TASK TO COMPLETE :: Reproduce each of the records below word for word, changing nothing.

INFORMATION GIVEN ::
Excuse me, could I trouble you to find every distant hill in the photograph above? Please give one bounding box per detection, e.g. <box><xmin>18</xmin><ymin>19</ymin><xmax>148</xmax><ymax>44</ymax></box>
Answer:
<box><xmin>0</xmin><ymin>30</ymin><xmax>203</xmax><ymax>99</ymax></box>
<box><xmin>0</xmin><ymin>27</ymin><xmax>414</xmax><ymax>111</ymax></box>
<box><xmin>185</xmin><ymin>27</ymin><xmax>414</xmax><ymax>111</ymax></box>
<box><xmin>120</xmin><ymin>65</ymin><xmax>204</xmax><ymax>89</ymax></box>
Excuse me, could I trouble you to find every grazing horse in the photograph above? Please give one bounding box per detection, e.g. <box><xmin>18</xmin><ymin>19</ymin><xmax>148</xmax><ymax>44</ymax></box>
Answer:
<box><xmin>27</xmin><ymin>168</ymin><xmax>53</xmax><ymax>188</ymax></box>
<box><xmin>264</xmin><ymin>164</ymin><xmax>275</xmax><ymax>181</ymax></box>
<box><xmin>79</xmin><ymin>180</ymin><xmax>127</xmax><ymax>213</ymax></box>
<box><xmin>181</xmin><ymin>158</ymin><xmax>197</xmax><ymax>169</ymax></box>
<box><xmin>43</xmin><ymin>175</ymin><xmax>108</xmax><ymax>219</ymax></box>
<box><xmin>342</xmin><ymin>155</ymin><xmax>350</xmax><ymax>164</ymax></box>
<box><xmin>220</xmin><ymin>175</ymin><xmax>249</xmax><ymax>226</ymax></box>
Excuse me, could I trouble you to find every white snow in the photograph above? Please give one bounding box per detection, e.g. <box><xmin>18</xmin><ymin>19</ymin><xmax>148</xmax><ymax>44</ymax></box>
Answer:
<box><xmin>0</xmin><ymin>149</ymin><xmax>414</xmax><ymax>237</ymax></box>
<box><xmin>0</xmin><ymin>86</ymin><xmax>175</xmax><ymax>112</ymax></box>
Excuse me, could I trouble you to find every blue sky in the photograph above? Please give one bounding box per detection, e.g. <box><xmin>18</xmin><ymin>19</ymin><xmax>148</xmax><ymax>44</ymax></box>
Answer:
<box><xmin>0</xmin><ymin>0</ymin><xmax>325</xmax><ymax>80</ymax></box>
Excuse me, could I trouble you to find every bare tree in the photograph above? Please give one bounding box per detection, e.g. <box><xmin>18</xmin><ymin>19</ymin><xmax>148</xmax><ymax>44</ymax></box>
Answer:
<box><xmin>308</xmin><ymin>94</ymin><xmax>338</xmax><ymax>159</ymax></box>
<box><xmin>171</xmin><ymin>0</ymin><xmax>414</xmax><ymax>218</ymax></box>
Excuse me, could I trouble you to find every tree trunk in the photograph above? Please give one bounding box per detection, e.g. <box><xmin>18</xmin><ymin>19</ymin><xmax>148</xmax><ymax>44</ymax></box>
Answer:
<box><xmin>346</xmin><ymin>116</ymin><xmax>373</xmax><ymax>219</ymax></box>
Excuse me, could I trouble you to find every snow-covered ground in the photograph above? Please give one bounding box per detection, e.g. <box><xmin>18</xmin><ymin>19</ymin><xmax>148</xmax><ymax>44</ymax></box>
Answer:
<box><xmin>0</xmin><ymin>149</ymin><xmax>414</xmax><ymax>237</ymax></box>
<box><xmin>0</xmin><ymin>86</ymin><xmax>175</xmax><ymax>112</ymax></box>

EXERCISE RESULT ::
Excuse me, could I trouble you to find every distant hill in the photograph above? Please give one bounding box per detection, e.g. <box><xmin>18</xmin><ymin>19</ymin><xmax>148</xmax><ymax>44</ymax></box>
Answer:
<box><xmin>0</xmin><ymin>30</ymin><xmax>203</xmax><ymax>99</ymax></box>
<box><xmin>0</xmin><ymin>27</ymin><xmax>414</xmax><ymax>111</ymax></box>
<box><xmin>185</xmin><ymin>27</ymin><xmax>414</xmax><ymax>111</ymax></box>
<box><xmin>120</xmin><ymin>65</ymin><xmax>204</xmax><ymax>89</ymax></box>
Excuse me, could I trouble you to find every grazing horse in the photograph above? Please give one bounding box per detection, e.g. <box><xmin>18</xmin><ymin>19</ymin><xmax>148</xmax><ymax>44</ymax></box>
Answer:
<box><xmin>27</xmin><ymin>168</ymin><xmax>53</xmax><ymax>188</ymax></box>
<box><xmin>264</xmin><ymin>164</ymin><xmax>275</xmax><ymax>181</ymax></box>
<box><xmin>79</xmin><ymin>180</ymin><xmax>127</xmax><ymax>213</ymax></box>
<box><xmin>181</xmin><ymin>158</ymin><xmax>197</xmax><ymax>169</ymax></box>
<box><xmin>43</xmin><ymin>175</ymin><xmax>108</xmax><ymax>219</ymax></box>
<box><xmin>342</xmin><ymin>155</ymin><xmax>350</xmax><ymax>164</ymax></box>
<box><xmin>220</xmin><ymin>175</ymin><xmax>249</xmax><ymax>226</ymax></box>
Excuse me, could I trouble you to find every white snow in the photograph above? Please give one bounding box per detection, e.g. <box><xmin>18</xmin><ymin>19</ymin><xmax>148</xmax><ymax>44</ymax></box>
Answer:
<box><xmin>0</xmin><ymin>149</ymin><xmax>414</xmax><ymax>237</ymax></box>
<box><xmin>0</xmin><ymin>86</ymin><xmax>175</xmax><ymax>112</ymax></box>
Excuse me, could I trouble you to find every blue sky in the photograph above? Please give one bounding box per detection, e.g. <box><xmin>18</xmin><ymin>19</ymin><xmax>148</xmax><ymax>44</ymax></box>
Answer:
<box><xmin>0</xmin><ymin>0</ymin><xmax>325</xmax><ymax>80</ymax></box>
Excuse me, could I trouble you to find every bare tree in the photograph above? Please give one bounding box per detection, e.g. <box><xmin>18</xmin><ymin>19</ymin><xmax>148</xmax><ymax>44</ymax></box>
Answer:
<box><xmin>308</xmin><ymin>94</ymin><xmax>338</xmax><ymax>159</ymax></box>
<box><xmin>171</xmin><ymin>0</ymin><xmax>414</xmax><ymax>218</ymax></box>
Excuse me, could I trouble you to find every tree trunk in the photograph above? Please give one bounding box per detection, e.g. <box><xmin>18</xmin><ymin>19</ymin><xmax>148</xmax><ymax>44</ymax></box>
Answer:
<box><xmin>346</xmin><ymin>116</ymin><xmax>373</xmax><ymax>219</ymax></box>
Excuse me, could I trouble you to find every snow-covered ground in the photograph above? Please give one bounding box per detection, e.g. <box><xmin>18</xmin><ymin>19</ymin><xmax>148</xmax><ymax>44</ymax></box>
Answer:
<box><xmin>0</xmin><ymin>149</ymin><xmax>414</xmax><ymax>237</ymax></box>
<box><xmin>0</xmin><ymin>86</ymin><xmax>175</xmax><ymax>112</ymax></box>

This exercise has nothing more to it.